# GIVEN REQUEST
Reproduce all of the records below verbatim, keeping every line in its original order.

# THE DATA
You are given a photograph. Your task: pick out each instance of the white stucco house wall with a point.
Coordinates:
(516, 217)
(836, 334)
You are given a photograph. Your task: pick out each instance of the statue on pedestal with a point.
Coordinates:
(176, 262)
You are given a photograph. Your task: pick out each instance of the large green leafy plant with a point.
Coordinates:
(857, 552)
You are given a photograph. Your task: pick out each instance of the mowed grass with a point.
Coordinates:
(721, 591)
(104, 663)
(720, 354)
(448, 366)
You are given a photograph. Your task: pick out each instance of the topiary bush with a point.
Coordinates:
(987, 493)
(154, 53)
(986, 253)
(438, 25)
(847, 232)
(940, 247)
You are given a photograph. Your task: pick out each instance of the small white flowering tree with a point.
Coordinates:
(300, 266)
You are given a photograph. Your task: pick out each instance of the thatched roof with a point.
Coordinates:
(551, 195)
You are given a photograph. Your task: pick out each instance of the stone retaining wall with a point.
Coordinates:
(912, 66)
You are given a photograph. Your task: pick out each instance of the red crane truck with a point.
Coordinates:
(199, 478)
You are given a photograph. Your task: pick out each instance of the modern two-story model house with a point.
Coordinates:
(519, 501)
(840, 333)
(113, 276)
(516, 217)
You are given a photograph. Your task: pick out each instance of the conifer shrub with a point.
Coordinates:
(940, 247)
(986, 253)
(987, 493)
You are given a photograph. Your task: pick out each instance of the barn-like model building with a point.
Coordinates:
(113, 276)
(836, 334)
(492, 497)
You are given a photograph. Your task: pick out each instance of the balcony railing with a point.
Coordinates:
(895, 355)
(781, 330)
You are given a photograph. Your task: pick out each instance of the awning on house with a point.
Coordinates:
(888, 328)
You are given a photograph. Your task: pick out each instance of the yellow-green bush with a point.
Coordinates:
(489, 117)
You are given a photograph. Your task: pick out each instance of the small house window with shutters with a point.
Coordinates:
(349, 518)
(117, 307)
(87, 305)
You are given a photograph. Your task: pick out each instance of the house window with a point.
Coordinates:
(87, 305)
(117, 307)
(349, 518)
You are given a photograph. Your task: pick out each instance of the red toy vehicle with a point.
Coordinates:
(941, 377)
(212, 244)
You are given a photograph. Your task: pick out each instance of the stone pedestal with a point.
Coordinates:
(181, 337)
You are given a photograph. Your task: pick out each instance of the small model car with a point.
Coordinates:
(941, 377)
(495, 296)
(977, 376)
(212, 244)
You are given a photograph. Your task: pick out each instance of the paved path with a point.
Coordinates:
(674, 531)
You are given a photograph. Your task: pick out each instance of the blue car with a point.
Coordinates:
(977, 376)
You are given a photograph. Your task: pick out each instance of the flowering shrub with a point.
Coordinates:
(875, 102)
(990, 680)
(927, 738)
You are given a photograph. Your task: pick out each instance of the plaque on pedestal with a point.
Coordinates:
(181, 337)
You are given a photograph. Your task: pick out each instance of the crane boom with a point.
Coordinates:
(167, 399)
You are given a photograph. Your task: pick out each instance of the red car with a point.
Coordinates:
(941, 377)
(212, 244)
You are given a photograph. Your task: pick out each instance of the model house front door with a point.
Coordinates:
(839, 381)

# RESPONSE TO THIS EXERCISE
You are given a photograph. Your task: pick out each instance of the white stucco house wall with a point.
Coordinates:
(516, 217)
(836, 334)
You are given a photograph. Your task: pick out each instance of the statue on pedestal with a point.
Coordinates:
(176, 262)
You are given a photograph. Your task: pick out each instance of the large green leafy plant with a point.
Coordinates:
(857, 552)
You are given a photograph. Your task: pick out each instance of the mowed grass with a point.
Coordinates:
(721, 591)
(104, 663)
(720, 354)
(448, 366)
You are given a photograph. Your task: pick out each instance of the topiary bush with a point.
Coordinates:
(987, 493)
(154, 53)
(986, 253)
(438, 25)
(847, 232)
(940, 247)
You are given a photograph. Your task: pick out each instance of the small white flowering tree with a point.
Coordinates:
(300, 266)
You are given a photograph. Your task: pick out each instance of the thatched roof with a point.
Coordinates:
(551, 195)
You are given a photograph. Your task: pick out each instance of the stone retaining wall with a point.
Coordinates:
(912, 66)
You are given a photograph. Your task: pick out each instance of the red crane truck with a point.
Coordinates:
(199, 478)
You are given a photograph. Your task: pick out each instance of the modern two-story model house with a point.
Coordinates:
(519, 501)
(840, 333)
(113, 276)
(516, 217)
You are given a photograph. Your task: pick out each instance of the conifer shrub with a point.
Coordinates:
(940, 247)
(986, 253)
(987, 493)
You are given a photograph. Your task: pick out each instance of the barn-like model building with a point.
Coordinates:
(113, 276)
(836, 334)
(492, 497)
You are given a photograph. Your task: pick out each instance of the balcony railing with a point.
Coordinates:
(895, 355)
(781, 330)
You are given a photograph. Your task: pick out each instance of the awning on house with a point.
Coordinates:
(888, 328)
You are given a photograph. Your task: pick out each instance of the yellow-green bush with a point.
Coordinates:
(489, 117)
You are given a photograph. Your task: pick out each instance of the small house window with shutters with a point.
Coordinates:
(349, 518)
(117, 307)
(87, 305)
You are given a photograph. Your task: pick out each instance of the house window with a point.
Coordinates:
(87, 305)
(117, 307)
(349, 518)
You are given a photograph. Your task: pick out each instance of the red toy vehicle with a point.
Coordinates:
(941, 377)
(212, 244)
You are given a photograph. Your task: pick out each instance of the stone pedestal with a point.
Coordinates:
(181, 337)
You are given a photograph. Your task: pick out each instance of the small model car with a point.
Coordinates:
(941, 377)
(495, 296)
(977, 376)
(212, 244)
You are given a photograph. Your task: pick out each instance of the paved path with a point.
Coordinates:
(674, 531)
You are given a photograph. Your task: pick out each instance of the blue car with a point.
Coordinates:
(977, 376)
You are given a photograph. Your task: pick out each instance of the flowering shrub with a point.
Coordinates:
(875, 102)
(990, 680)
(927, 738)
You are given a photograph. Your task: pick out each instance of the plaque on pedestal with a point.
Coordinates:
(181, 337)
You are given a photograph. Your task: pick out each instance of the crane boom with a point.
Coordinates:
(167, 399)
You are given a photograph. Your task: pick out each instance of the red car with a point.
Coordinates:
(941, 377)
(212, 244)
You are given a photograph. Your task: pick out each instance of the model house front door with a point.
Coordinates:
(839, 381)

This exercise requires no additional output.